── RECORDS SUPPLIED

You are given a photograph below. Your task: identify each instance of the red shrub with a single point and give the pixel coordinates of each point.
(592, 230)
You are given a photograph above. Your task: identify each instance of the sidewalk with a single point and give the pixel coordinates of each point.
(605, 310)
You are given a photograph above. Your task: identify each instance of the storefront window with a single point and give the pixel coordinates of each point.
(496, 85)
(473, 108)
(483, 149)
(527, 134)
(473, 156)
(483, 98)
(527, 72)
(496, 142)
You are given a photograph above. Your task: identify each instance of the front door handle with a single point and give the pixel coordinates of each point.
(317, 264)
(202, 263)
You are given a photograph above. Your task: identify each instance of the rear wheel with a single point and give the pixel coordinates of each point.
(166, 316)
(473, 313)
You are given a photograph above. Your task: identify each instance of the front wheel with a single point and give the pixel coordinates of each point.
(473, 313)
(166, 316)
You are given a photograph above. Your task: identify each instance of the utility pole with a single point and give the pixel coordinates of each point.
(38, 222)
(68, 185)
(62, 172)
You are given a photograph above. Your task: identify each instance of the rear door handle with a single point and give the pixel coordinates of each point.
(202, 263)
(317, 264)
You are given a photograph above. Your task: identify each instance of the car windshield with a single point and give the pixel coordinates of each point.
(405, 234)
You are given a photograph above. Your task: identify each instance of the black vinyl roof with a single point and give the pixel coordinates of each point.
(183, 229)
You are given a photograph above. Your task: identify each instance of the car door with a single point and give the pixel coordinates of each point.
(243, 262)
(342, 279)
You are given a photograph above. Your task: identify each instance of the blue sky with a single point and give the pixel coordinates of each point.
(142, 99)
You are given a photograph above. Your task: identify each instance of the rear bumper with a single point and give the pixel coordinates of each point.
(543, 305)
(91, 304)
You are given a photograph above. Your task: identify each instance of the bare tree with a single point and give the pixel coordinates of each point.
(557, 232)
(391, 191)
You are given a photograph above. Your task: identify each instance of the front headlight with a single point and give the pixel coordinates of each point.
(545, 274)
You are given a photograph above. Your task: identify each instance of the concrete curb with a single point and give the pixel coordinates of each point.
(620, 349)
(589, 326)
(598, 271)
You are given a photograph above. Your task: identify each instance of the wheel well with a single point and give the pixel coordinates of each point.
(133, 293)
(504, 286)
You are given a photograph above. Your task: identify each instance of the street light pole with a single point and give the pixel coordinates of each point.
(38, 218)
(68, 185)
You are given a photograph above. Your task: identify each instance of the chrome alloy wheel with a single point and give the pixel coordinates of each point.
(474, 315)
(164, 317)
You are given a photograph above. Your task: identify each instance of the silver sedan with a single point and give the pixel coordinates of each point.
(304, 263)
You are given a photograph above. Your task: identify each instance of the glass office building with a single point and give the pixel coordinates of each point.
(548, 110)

────

TASK BRIEF:
Please reproduce every row above word for word, in the same order.

EXERCISE OUTPUT:
You are given a photograph below. Your task: identify each instance of the red shrub with a single point and give the pixel coordinates of each point.
(592, 230)
You are given a photograph above. Your task: identify each instance of the sidewalk with a single point and give the pixel coordinates of each point.
(605, 310)
You are given a photograph above. Your task: identify each instance of the storefront window with a single point and give the pixel coordinates of each point.
(496, 85)
(473, 108)
(483, 149)
(527, 134)
(473, 156)
(483, 98)
(527, 72)
(496, 142)
You are given a photograph above. Your task: identify each instance of the front door handle with a single point and give the pixel coordinates of each point.
(317, 264)
(202, 263)
You are given a photograph above. Your task: identify each instance of the rear wheel with a single point and give the pixel coordinates of each point.
(166, 316)
(473, 313)
You are given a photograph above. Your task: identify each instance of the front wheel with a single point and give the pixel coordinates of each point.
(473, 313)
(166, 316)
You are given a photograph above. Your task: identify each instance of the utility pole with a single point and give the pixel coordinates of each point.
(38, 222)
(68, 185)
(62, 172)
You are given a photograph above. Your task: identify each instance of the rear door handle with a single point and give the pixel coordinates of each point.
(202, 263)
(317, 264)
You are given a photograph above. Your task: identify each instance of the car windshield with a single point and give the pixel coordinates of each point.
(405, 234)
You are given a photograph above. Your task: identify each instance of the black vinyl roof with a single point and give the pixel coordinates of each point.
(183, 229)
You are given a photograph above. Your task: identify each instance of the car door with a single point and give the pixel coordinates of each point.
(243, 262)
(342, 279)
You are given a photograph above. Your task: identify each instance of the blue sky with a single point and give the pixel coordinates of each point.
(142, 99)
You are given a photograph above. Your task: identify each instance of the rear bumper with a single point and give the pixel coordinates of each point.
(543, 305)
(91, 304)
You are given a photograph above. Your task: identify each instance of the bare tree with a single point and give the pixel coordinates of each point.
(557, 232)
(391, 191)
You are given a photograph above. Your task: identify each instance of the front headlight with a single point and give the pixel coordinates of each point.
(545, 274)
You are given a photograph above. Your task: identify each instance of the concrete curb with a single point and give the pixel coordinates of each point.
(620, 349)
(589, 326)
(598, 271)
You are given a photograph above. Your task: identify each instance of the wheel well with a single point and give the pixel coordinates of each point.
(133, 293)
(504, 286)
You are given a photograph above. Your task: identify each instance of the street light pole with a single point and give the pixel coordinates of each point.
(38, 218)
(68, 185)
You are given a photograph above. Your task: identify each instance of the chrome alloy wheel with a single point and give the pixel coordinates of each point.
(474, 315)
(164, 317)
You are given a photograph above. Your task: identify each instance of the silver sedan with a single point and give the pixel coordinates of each point.
(304, 263)
You are given a photograph above. Your task: identify each instance of the glass office building with a single point and give the pixel coordinates of each point.
(548, 110)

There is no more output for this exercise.